*** Opening of SOURCE MATERIAL ***
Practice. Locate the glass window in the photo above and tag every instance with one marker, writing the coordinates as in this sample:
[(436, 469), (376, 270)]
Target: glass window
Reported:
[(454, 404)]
*** Close of SOURCE MATERIAL ***
» **WHAT YOU HAVE TO DO**
Your reply should consist solely of the number of lines above that contain the word "glass".

» **RESPONSE TO THE EXERCISE**
2